*Requirement*: Output every line of the material exactly, omitting images.

Object point labels
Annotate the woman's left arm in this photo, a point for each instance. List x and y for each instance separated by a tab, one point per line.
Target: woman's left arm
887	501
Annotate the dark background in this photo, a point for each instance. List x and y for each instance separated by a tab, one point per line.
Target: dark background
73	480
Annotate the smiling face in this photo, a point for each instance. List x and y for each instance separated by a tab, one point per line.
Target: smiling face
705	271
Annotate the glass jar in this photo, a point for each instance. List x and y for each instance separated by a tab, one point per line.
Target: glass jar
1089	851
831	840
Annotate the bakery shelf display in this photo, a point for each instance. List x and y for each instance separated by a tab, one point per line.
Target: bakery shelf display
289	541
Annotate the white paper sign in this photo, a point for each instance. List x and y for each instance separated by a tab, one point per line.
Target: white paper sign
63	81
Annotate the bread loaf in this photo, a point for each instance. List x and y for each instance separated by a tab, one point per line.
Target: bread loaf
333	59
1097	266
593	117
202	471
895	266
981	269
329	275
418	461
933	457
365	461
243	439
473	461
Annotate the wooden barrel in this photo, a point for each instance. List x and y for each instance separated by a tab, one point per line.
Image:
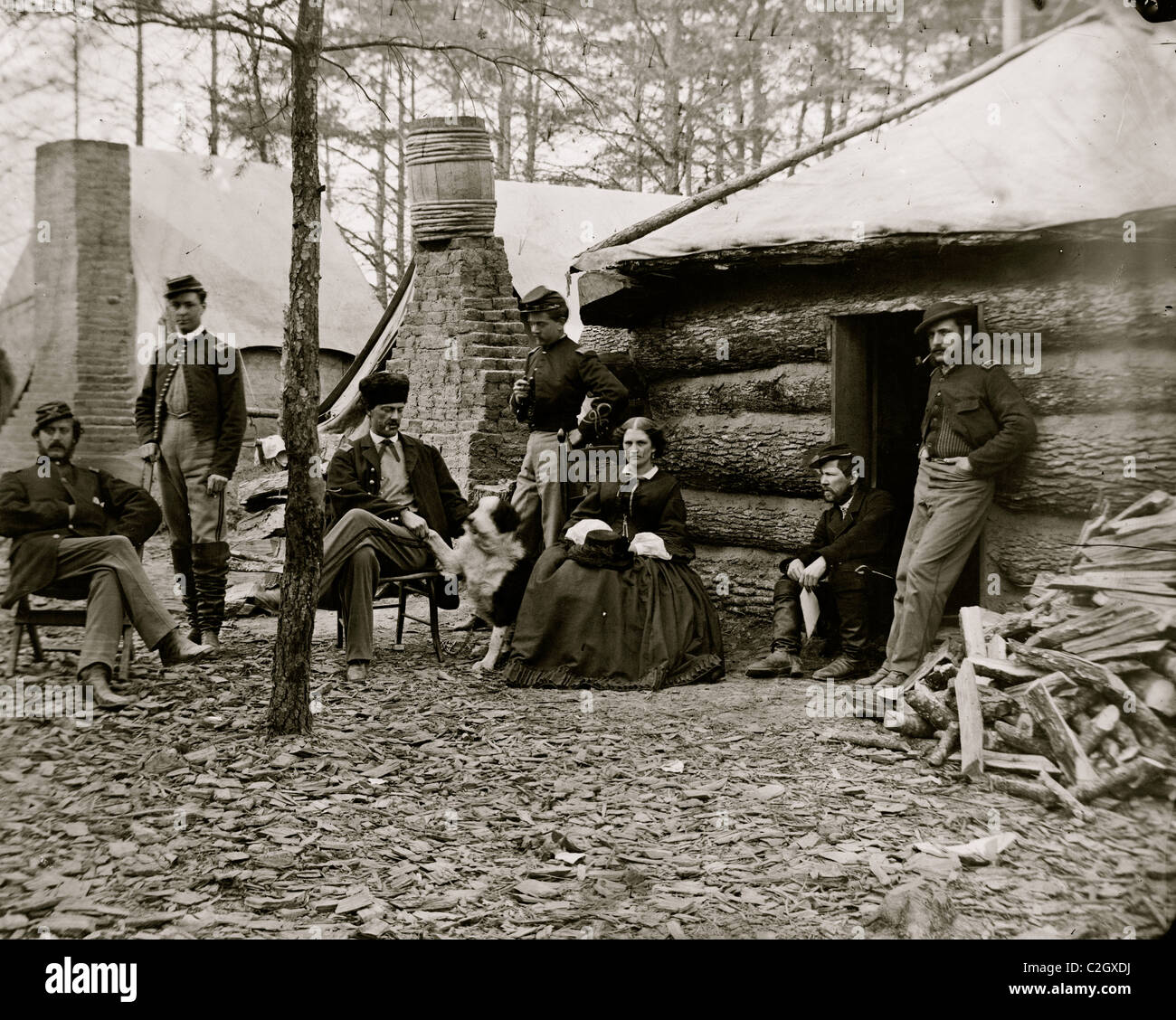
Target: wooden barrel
450	177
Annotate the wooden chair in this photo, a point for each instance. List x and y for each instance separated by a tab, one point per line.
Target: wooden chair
401	587
24	617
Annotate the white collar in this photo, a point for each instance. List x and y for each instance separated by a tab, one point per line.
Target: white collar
377	439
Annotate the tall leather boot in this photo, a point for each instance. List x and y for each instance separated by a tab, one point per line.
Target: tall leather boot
210	563
181	562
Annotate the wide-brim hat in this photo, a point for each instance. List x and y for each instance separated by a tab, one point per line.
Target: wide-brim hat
50	412
944	309
384	388
181	285
602	549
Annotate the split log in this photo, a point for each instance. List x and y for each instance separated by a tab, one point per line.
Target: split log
1165	663
1145	722
1006	761
906	722
1020	741
1157	693
1118	780
933	659
948	741
1004	670
930	707
1065	797
972	722
1067	751
882	741
1127	651
1098	729
972	627
1021	788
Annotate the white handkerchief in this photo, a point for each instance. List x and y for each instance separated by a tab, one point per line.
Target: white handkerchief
579	532
646	543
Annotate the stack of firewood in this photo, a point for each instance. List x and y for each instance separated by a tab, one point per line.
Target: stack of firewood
1077	693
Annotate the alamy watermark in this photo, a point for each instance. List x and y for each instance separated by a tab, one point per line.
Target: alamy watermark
218	349
82	8
22	701
892	8
1003	348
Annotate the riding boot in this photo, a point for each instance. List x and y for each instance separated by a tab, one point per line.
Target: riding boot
210	563
185	585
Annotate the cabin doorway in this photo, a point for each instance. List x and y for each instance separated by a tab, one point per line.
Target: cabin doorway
878	397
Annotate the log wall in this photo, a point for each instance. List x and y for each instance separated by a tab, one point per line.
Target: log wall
740	375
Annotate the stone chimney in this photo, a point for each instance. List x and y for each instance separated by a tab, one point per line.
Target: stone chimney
82	326
461	342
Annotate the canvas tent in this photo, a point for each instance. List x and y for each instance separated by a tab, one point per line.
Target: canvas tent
542	227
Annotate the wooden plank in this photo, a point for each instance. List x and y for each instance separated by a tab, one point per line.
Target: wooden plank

*Answer to the exercise*:
Annotate the woman's left arm in this photo, a point for each instance. List x and y for each instance separated by a tab, one point per line.
Target: woman's left arm
887	501
Annotate the dark background in this photo, a point for each instance. List x and y for each instance separated by a tab, one point per line.
Target: dark background
73	480
Annotate the smiling face in this photo, a point for each instance. List x and y for each instance separated by a tab, one point per line.
Target: smiling face
705	271
Annotate the glass jar in this photo, a point for each instance. List x and y for each instance separated by a tab, one point per line.
Target: glass jar
1089	851
831	840
Annotate the bakery shelf display in this photo, a point for each instance. List x and y for each instance separated by a tab, one point per line.
Target: bakery shelf display
289	541
Annotate the white paper sign in this photo, a point for each instance. List x and y for each instance separated by a tab, one point per line.
Target: white paper sign
63	81
Annotate the bread loaf in this photo, a point for each instance. List x and y for each instance separated by a tab, one point per line.
Target: bread loaf
333	59
1097	266
593	117
202	471
895	266
981	269
329	275
418	461
933	457
365	461
243	439
473	461
Annotate the wooden barrel in this photo, a point for each instance. List x and y for each instance separated by a tab, one point per line.
Image:
Target: wooden barrel
450	177
Annotate the wooden chair in this photo, a point for each instance. List x and y for each instance separated by a tab, one point per line.
Target: wooden chair
401	587
24	617
Annotate the white collar in this photo, a point for each instance. List x and y for each instance separated by a tab, one point per line.
Target: white collar
377	439
Annotate the tall leather boot in this photo, a point for each instance. List x and y for each instance separated by a tab, one point per line.
Target: tall leather boot
210	563
181	562
Annotate the wide-brim hat in this photo, a point for each instance. List x and y for each instance separated by a tab, one point per line.
Target: wide-brim hat
50	412
944	309
384	388
181	285
602	549
Annotate the split log in this photo, a point for each instance. List x and y for each instance separated by a tab, one point per line.
Target: split log
1165	663
1145	722
1006	761
906	722
1020	741
1157	693
1118	780
933	659
948	741
1004	670
930	707
1065	797
972	722
1067	751
882	741
1127	651
1098	729
972	627
1021	788
Annotate the white handkerchief in this photo, a point for each instance. List x and y for each instance separated by a tab, one point per line.
Target: white handkerchief
579	532
646	543
Annotate the stack of firewood in this photo, a point for each instance. List x and y for each instance separated by a tab, one point per line.
Target: stack of firewood
1077	693
Annotate the alamy watermark in this photo, a point for each instance. List x and y for each instance separated by a tab, one point per line.
Target: alamy watermark
218	349
82	8
22	701
892	8
1003	348
Annotate the riding boot in this photo, a point for each instance. List x and y for each instance separated by a tab, one point per line.
Target: riding boot
210	563
185	585
Annotate the cabin doorway in this photo, a point for each instance. List x and y for each instance separated by a tab, one point per line.
Target: cabin doorway
878	397
Annotate the log wall in this photo, a point for each instance. List x and y for each instance separated by a tab, one point per line.
Target: log wall
740	375
Annotate the stone chimney in this photo, a point for each instance. List x and y for each instance separated by a tab, one point per line.
Target: stone chimney
82	326
461	342
Annotate the canvas tent in this photo, a point for each instance. List x and y for each instance separated by a tab, one point per line.
Target: canvas tent
542	227
Annotate the wooden plank in this photo, a point for each instance. List x and y for each instance separated by a tab, one point per line.
Target: wooden plank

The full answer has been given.